(PAGE EXTRACT):
•••••
Re: Why do custom types need to be reference counted objects for dynamic dispatch to work.

Varriount Wed, 04 Jan 2017 06:15:03 +0100

Yes, objects need to be reference counted for methods to work. This is because 
only reference types can point to variable-length memory regions.


Take the below code: 
    
    
    type
      Animal = ref object of RootObj
        name: string
      
      Dog = ref object of Animal
        breed: string
    
    method makeNoise(this: Animal) =
      echo "Hi, I'm ", this.name
    
    method makeNoise(this: Dog) =
      echo "*Bark!* [said ", this.name, "]"
    

These type definitions translate roughly to the equivalent structures: 
    
    
    # TypeInfo is an object containing type information
    # makeTypeInfo creates a TypeInfo object holding a type's information
    
    type
      AnimalObjBase = object of RootObj
        typeInfo = ptr TypeInfo
      
      AnimalBase = ptr AnimalObjBase
      
      AnimalObj = object of RootObj
        typeInfo = ptr TypeInfo
        name: pointer
      
      Animal = ptr AnimalObj
      
      DogObj = object of RootObj
        typeInfo = ptr TypeInfo
        name: pointer
        breed: pointer
      
      Dog = ptr DogObj
    
    
    const
      animalTypeInfo: TypeInfo = makeTypeInfo(AnimalObjBase)
•••••
(WRITTEN INSTRUCTION 1):
Reproduce the forum post on reference types and dynamic dispatch from "Varriount Wed, 04" to "variable-length memory regions.".
(WRITTEN INSTRUCTION 2):
Resume the forum post on reference types and dynamic dispatch, writing on from its last line.
The data that comes next is separate material, apart from the forum post on reference types and dynamic dispatch.

Coordinate labeling data:
•••••
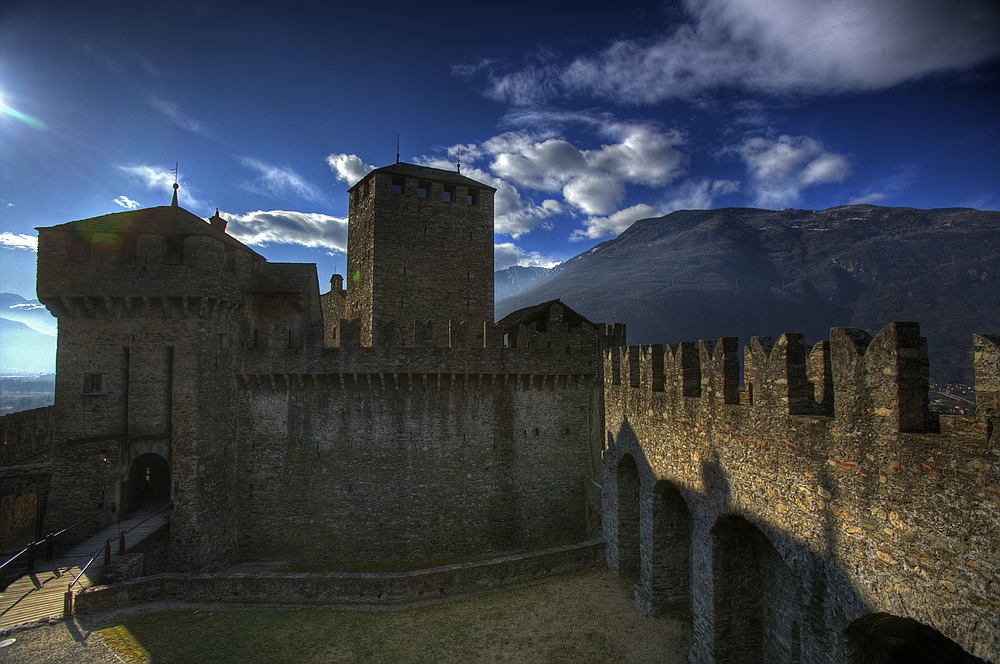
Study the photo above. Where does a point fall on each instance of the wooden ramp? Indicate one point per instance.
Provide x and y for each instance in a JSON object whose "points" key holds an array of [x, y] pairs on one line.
{"points": [[41, 594]]}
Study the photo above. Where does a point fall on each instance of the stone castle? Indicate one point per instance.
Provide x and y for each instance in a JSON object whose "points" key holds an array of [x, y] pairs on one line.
{"points": [[393, 422]]}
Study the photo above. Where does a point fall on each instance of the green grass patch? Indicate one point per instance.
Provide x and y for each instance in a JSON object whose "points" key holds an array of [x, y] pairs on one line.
{"points": [[583, 619]]}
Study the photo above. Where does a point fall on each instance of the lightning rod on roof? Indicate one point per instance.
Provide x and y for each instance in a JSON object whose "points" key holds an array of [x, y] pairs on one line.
{"points": [[173, 203]]}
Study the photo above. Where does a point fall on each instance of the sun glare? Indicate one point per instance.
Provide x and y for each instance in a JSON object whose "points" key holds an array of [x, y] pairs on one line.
{"points": [[23, 117]]}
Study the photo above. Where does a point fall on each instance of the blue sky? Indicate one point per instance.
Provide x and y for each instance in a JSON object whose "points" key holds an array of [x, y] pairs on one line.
{"points": [[586, 116]]}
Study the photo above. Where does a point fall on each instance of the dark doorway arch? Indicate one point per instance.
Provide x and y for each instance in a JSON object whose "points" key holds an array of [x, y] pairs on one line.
{"points": [[756, 599], [627, 477], [882, 638], [148, 481], [667, 577]]}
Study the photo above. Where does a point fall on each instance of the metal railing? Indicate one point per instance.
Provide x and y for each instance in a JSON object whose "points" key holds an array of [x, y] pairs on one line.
{"points": [[106, 549], [31, 549]]}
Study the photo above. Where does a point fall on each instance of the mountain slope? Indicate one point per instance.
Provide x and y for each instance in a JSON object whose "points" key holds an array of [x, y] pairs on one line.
{"points": [[516, 279], [24, 350], [30, 312], [698, 274]]}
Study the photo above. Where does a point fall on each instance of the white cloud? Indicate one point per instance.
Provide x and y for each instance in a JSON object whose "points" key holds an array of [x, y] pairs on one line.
{"points": [[770, 46], [591, 181], [781, 168], [598, 227], [308, 229], [128, 203], [157, 178], [867, 199], [176, 115], [512, 214], [18, 241], [278, 182], [506, 254], [348, 167]]}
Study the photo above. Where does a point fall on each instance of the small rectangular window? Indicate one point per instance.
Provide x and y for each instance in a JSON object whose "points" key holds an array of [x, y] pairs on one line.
{"points": [[79, 248], [129, 247], [175, 250], [93, 383]]}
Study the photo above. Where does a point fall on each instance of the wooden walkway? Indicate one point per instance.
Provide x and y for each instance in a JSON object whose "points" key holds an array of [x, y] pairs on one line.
{"points": [[40, 595]]}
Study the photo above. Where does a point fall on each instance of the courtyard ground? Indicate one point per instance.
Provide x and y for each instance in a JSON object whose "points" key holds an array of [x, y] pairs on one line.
{"points": [[589, 617]]}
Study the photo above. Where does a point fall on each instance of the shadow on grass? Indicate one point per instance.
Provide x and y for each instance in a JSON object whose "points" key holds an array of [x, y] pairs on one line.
{"points": [[584, 618]]}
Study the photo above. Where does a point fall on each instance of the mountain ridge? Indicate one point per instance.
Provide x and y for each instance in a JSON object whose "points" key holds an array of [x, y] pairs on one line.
{"points": [[700, 274]]}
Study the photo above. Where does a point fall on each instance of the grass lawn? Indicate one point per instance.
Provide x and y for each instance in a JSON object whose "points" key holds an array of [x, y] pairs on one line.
{"points": [[589, 617]]}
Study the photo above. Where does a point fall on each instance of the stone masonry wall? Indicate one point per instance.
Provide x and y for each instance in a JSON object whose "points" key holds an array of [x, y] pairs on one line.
{"points": [[25, 433], [419, 257], [880, 507], [337, 469], [344, 589]]}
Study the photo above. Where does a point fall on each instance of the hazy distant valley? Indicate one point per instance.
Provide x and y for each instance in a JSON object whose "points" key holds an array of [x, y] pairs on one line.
{"points": [[709, 273]]}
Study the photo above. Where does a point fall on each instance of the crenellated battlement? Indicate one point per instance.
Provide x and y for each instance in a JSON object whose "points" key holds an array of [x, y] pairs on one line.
{"points": [[876, 383]]}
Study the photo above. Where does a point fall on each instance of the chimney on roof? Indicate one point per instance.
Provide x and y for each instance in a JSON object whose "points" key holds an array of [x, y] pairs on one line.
{"points": [[217, 221]]}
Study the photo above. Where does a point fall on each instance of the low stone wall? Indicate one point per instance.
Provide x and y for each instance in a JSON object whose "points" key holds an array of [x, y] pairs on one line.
{"points": [[344, 589]]}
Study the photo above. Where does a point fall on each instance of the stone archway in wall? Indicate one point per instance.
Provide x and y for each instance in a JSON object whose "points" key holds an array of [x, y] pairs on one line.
{"points": [[148, 482], [665, 584], [628, 486], [882, 638], [756, 602]]}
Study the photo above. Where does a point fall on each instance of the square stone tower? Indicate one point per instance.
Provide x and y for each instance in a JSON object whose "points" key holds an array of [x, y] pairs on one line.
{"points": [[419, 247]]}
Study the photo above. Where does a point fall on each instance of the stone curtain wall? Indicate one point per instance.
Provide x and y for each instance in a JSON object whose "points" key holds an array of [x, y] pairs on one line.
{"points": [[800, 522], [25, 433], [342, 589], [341, 468]]}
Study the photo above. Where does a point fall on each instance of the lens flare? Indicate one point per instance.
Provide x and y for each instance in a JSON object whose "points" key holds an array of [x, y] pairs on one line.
{"points": [[23, 117]]}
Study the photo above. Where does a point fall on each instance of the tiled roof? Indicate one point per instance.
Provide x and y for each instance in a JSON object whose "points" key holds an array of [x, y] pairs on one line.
{"points": [[426, 172], [540, 313], [164, 219]]}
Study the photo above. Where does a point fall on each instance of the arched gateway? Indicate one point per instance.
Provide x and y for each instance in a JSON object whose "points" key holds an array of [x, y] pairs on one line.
{"points": [[148, 482]]}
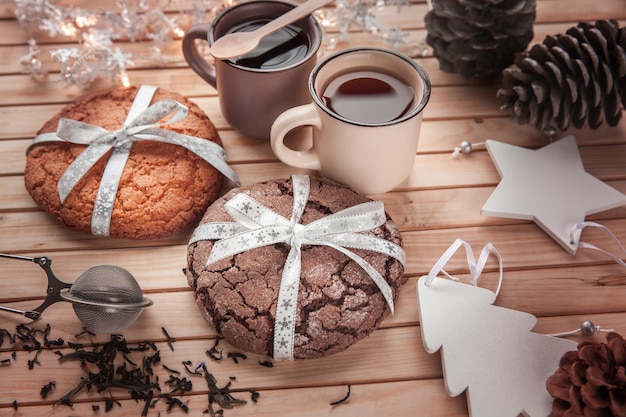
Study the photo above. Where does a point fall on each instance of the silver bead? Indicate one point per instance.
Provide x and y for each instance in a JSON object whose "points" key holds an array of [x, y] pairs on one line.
{"points": [[587, 328], [465, 147]]}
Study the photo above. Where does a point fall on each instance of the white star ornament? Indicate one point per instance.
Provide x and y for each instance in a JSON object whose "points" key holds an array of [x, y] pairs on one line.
{"points": [[549, 186]]}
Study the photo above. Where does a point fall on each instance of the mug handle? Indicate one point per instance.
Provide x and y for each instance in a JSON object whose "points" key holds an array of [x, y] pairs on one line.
{"points": [[193, 57], [300, 116]]}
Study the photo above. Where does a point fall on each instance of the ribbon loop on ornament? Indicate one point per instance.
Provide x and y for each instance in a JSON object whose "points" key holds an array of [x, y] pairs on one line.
{"points": [[256, 226], [577, 231], [142, 123], [475, 266]]}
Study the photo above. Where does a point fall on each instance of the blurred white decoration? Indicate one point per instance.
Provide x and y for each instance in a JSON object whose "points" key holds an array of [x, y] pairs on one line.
{"points": [[100, 33]]}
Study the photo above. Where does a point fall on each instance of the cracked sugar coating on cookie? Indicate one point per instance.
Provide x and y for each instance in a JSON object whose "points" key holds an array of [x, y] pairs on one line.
{"points": [[338, 303], [164, 188]]}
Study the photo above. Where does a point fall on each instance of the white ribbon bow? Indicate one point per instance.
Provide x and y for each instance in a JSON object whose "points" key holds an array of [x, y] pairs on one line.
{"points": [[256, 226], [140, 124]]}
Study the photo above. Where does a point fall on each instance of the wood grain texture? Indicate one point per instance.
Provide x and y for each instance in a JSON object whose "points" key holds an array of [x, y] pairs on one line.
{"points": [[389, 372]]}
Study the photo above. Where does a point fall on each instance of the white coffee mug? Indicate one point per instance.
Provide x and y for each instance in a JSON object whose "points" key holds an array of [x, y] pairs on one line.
{"points": [[366, 152]]}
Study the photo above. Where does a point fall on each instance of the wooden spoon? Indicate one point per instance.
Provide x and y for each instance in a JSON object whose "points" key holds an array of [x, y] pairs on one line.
{"points": [[240, 43]]}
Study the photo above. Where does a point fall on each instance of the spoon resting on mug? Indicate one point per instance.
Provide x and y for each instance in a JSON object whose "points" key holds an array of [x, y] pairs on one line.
{"points": [[240, 43]]}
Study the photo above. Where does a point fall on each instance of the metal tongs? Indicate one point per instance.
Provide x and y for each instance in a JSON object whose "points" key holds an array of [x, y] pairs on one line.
{"points": [[53, 293]]}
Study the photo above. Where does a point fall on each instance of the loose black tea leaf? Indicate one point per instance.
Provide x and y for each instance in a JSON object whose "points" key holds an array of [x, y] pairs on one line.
{"points": [[344, 399], [172, 401], [220, 395], [167, 368], [46, 389], [5, 333], [235, 356], [214, 353], [85, 332], [34, 361], [148, 403]]}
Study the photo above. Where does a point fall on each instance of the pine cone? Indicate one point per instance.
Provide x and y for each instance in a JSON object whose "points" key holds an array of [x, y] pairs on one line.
{"points": [[570, 78], [479, 38], [591, 382]]}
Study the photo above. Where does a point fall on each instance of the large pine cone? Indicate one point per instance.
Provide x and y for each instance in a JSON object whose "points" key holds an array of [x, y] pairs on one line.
{"points": [[479, 38], [570, 78], [591, 382]]}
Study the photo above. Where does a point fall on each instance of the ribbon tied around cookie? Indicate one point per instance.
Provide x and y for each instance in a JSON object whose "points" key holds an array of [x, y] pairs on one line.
{"points": [[256, 226], [142, 123]]}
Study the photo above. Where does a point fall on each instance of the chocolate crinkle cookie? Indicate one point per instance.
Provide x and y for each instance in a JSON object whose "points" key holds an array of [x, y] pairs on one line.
{"points": [[338, 302], [164, 188]]}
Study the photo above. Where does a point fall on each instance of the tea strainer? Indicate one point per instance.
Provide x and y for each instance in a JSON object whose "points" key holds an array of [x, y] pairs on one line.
{"points": [[106, 298]]}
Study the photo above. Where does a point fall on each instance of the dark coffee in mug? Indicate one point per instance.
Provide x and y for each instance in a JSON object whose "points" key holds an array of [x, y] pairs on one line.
{"points": [[282, 48], [370, 97]]}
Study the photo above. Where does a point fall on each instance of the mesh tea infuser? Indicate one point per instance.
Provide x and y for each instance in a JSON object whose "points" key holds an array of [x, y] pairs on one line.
•••••
(EXPECTED ANSWER 1):
Varriount Wed, 04 Jan 2017 06:15:03 +0100

Yes, objects need to be reference counted for methods to work. This is because 
only reference types can point to variable-length memory regions.

(EXPECTED ANSWER 2):
      dogTypeInfo: TypeInfo = makeTypeInfo(DogObjBase)
    
    
    proc makeNoise_Animal(this: Animal) =
      echo "Hi, I'm ", this.name
    
    proc makeNoise_Dog(this: Dog) =
      echo "*Bark!* [said ", this.name, "]"
    
    proc makeNoise(this: AnimalBase) =
      if baseObj.typeInfo == animalTypeInfo:
        makeNoise_Animal(cast[Animal](this))
      elif baseObj.typeInfo == dogTypeInfo:
        makeNoise_Dog(cast[Dog](this))
    

(Note that this isn't exactly valid code, nor is it precisely how methods are 
implemented)

Note that 'AnimalObjBase', 'AnimalObj', and 'DogObj' all share common fields, 
'typeInfo' for all three, and 'name' for the latter two. This means that, given 
a region of memory holding data from one of these three types, we will always 
be able to access the 'typeInfo' field, and given a region of memory holding 
data from AnimalObj or DogObj, we can access the 'name' field (this 
field-sharing is the basis for subtyping).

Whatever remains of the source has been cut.